Each line from the one bearing "Place one keypoint on each instance of the mountain" through the last line of the entries below should be returned exactly, with pictures left out.

##### Exercise materials

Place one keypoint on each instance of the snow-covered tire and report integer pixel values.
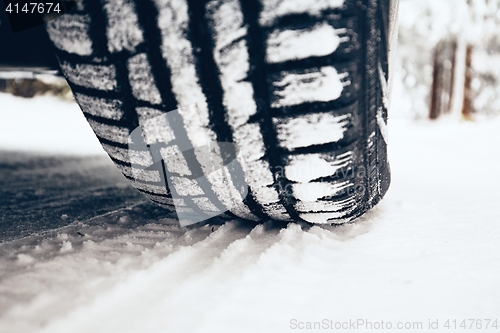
(299, 86)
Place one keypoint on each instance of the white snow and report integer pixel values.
(429, 250)
(45, 124)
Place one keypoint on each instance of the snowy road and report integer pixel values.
(429, 251)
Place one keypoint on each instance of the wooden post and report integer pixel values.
(435, 88)
(467, 105)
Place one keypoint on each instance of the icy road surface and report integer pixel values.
(81, 251)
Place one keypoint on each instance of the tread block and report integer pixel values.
(307, 167)
(275, 9)
(314, 85)
(123, 30)
(100, 77)
(111, 133)
(320, 40)
(70, 33)
(142, 158)
(100, 107)
(297, 132)
(141, 79)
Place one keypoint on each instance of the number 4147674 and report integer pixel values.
(476, 324)
(33, 8)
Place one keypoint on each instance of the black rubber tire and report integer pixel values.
(301, 89)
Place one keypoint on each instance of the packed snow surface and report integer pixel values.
(428, 251)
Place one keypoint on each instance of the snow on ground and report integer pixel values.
(428, 251)
(45, 124)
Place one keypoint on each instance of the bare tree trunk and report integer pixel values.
(435, 89)
(467, 105)
(454, 50)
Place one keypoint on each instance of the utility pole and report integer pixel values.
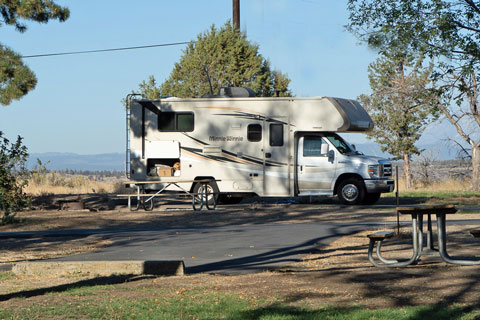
(236, 14)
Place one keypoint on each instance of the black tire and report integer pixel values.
(371, 198)
(226, 199)
(212, 191)
(351, 191)
(148, 205)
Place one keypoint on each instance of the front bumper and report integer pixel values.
(380, 185)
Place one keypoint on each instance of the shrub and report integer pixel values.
(13, 178)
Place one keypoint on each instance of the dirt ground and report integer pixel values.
(339, 274)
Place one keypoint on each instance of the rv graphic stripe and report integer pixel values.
(250, 116)
(231, 157)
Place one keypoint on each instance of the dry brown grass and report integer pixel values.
(437, 186)
(57, 183)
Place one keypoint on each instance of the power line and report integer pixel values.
(104, 50)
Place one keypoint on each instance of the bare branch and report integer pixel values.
(473, 5)
(459, 128)
(463, 150)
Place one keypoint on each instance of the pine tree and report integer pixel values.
(16, 79)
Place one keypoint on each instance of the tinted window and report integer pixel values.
(176, 121)
(254, 132)
(312, 147)
(276, 134)
(185, 122)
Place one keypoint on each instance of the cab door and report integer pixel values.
(316, 165)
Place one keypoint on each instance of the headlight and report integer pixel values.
(373, 171)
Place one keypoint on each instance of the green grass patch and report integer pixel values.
(95, 303)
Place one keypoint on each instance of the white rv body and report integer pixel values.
(254, 146)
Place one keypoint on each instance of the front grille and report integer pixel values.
(386, 170)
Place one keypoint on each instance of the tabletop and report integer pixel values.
(426, 209)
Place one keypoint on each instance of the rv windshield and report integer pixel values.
(342, 146)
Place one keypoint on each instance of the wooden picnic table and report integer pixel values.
(147, 198)
(417, 214)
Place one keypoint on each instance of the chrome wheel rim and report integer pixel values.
(350, 192)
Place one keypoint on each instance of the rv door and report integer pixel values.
(316, 165)
(276, 157)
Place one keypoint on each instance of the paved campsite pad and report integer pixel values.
(336, 274)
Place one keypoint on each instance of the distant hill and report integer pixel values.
(116, 161)
(91, 162)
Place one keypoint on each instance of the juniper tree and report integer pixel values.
(220, 58)
(448, 30)
(401, 105)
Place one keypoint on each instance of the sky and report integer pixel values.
(76, 106)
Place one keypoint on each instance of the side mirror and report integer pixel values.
(324, 149)
(331, 156)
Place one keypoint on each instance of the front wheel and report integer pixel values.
(351, 191)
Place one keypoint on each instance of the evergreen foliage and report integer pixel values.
(220, 58)
(447, 30)
(13, 178)
(401, 105)
(16, 79)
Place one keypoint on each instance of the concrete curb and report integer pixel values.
(101, 268)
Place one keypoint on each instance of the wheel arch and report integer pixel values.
(202, 178)
(345, 176)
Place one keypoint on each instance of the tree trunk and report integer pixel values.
(476, 167)
(406, 169)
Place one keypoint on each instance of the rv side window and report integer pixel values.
(312, 147)
(254, 132)
(176, 121)
(276, 134)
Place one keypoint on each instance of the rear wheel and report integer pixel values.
(351, 191)
(371, 198)
(212, 191)
(228, 199)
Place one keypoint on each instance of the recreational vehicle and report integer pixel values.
(269, 147)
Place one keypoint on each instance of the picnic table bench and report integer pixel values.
(417, 213)
(199, 199)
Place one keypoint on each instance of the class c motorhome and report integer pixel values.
(270, 147)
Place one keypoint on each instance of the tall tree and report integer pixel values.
(401, 104)
(221, 58)
(16, 79)
(446, 29)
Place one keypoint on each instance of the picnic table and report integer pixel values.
(198, 199)
(417, 214)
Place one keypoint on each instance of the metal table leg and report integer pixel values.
(410, 261)
(442, 244)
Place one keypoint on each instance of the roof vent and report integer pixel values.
(236, 92)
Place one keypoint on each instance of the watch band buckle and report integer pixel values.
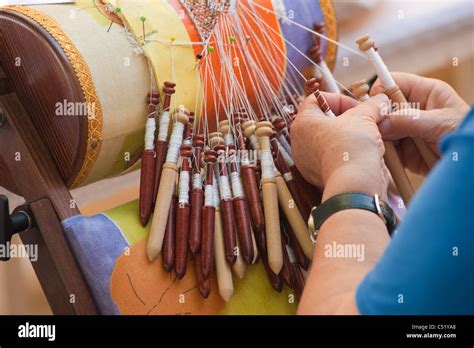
(379, 208)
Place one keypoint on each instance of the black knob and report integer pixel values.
(9, 225)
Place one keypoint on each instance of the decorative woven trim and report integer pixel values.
(83, 74)
(329, 15)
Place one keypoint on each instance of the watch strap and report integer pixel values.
(354, 200)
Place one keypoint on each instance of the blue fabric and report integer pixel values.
(428, 268)
(97, 242)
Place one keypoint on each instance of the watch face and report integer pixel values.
(311, 227)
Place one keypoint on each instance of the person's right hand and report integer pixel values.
(441, 110)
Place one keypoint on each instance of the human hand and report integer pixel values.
(440, 110)
(345, 153)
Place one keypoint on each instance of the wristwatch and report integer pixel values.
(351, 200)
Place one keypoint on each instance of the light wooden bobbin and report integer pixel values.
(366, 44)
(360, 90)
(270, 199)
(392, 160)
(293, 215)
(165, 190)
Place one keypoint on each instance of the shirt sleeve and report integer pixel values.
(428, 267)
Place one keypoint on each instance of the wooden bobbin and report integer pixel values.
(197, 198)
(183, 218)
(360, 90)
(294, 216)
(223, 268)
(395, 94)
(301, 203)
(239, 267)
(249, 128)
(162, 144)
(286, 274)
(270, 201)
(204, 284)
(169, 242)
(226, 206)
(392, 160)
(163, 201)
(208, 217)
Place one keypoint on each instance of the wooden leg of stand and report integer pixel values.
(38, 180)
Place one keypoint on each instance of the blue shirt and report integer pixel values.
(428, 268)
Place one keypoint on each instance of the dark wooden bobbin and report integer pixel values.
(162, 145)
(183, 218)
(208, 217)
(197, 198)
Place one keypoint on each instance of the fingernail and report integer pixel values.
(384, 126)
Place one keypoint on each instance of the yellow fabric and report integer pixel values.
(252, 295)
(164, 24)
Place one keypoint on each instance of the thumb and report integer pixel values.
(375, 108)
(408, 123)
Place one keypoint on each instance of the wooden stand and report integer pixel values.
(27, 168)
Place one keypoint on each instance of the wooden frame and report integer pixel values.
(27, 166)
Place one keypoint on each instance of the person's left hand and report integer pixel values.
(346, 150)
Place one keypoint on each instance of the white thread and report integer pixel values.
(175, 143)
(266, 161)
(381, 69)
(286, 157)
(244, 157)
(197, 183)
(237, 188)
(150, 133)
(184, 187)
(224, 187)
(291, 254)
(208, 196)
(215, 193)
(254, 142)
(282, 140)
(229, 139)
(287, 176)
(164, 124)
(331, 84)
(330, 114)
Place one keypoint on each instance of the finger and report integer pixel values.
(423, 90)
(310, 109)
(374, 108)
(339, 103)
(409, 123)
(411, 158)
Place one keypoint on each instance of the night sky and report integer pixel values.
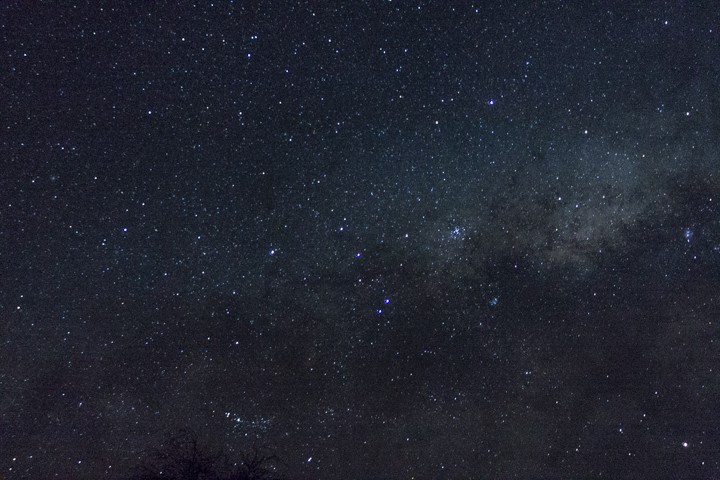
(386, 239)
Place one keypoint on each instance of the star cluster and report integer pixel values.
(385, 239)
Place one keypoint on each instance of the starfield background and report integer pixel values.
(383, 239)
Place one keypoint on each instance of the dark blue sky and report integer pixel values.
(386, 239)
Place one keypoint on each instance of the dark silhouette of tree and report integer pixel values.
(183, 459)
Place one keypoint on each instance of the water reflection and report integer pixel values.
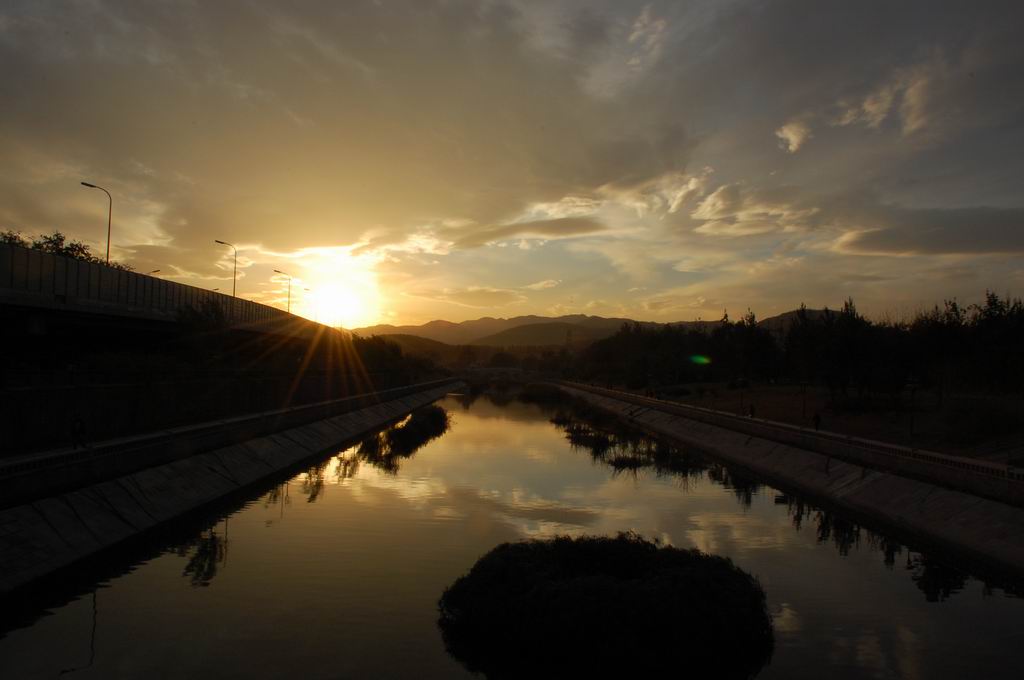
(206, 553)
(386, 450)
(350, 544)
(622, 449)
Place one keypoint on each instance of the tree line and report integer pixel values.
(57, 244)
(977, 347)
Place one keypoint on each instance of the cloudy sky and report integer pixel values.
(416, 160)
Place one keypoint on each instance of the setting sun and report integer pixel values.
(339, 289)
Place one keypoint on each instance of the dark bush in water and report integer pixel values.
(602, 606)
(385, 449)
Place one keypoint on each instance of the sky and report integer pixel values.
(404, 161)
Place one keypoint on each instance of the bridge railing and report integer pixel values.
(1004, 482)
(48, 280)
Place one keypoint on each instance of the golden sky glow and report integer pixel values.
(413, 160)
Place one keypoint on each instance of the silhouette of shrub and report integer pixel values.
(603, 606)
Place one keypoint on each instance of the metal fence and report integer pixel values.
(57, 281)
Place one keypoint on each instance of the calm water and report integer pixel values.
(336, 571)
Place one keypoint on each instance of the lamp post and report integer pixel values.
(235, 270)
(309, 290)
(110, 213)
(289, 288)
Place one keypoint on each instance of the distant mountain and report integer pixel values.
(779, 325)
(418, 346)
(468, 333)
(538, 331)
(551, 333)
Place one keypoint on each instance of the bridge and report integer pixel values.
(32, 280)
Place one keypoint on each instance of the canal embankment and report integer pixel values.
(956, 519)
(172, 474)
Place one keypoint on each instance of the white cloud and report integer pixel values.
(793, 135)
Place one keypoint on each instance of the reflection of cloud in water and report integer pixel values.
(464, 498)
(724, 533)
(785, 621)
(880, 655)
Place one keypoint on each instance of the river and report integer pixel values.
(335, 570)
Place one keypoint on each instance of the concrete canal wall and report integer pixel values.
(982, 529)
(41, 537)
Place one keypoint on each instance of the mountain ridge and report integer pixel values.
(542, 331)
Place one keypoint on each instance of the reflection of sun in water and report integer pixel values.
(342, 289)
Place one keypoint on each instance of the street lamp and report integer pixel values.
(315, 312)
(289, 288)
(110, 213)
(235, 270)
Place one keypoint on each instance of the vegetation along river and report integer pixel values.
(335, 570)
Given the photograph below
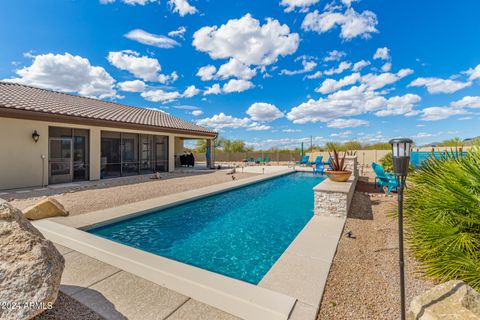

##########

Your solution:
Place one keypoint on each instance of the mountain ridge and report integer pixel values.
(542, 331)
Place one keypoint on each instance of the reflection of sun in water and report integer pixel values.
(342, 289)
Place one keypoint on each instance of the street lamp and report integer pixel values.
(315, 312)
(289, 288)
(110, 213)
(235, 270)
Place one keypoint on each instance of the vegetation along river and report integer pixel values.
(335, 570)
Given the photograph below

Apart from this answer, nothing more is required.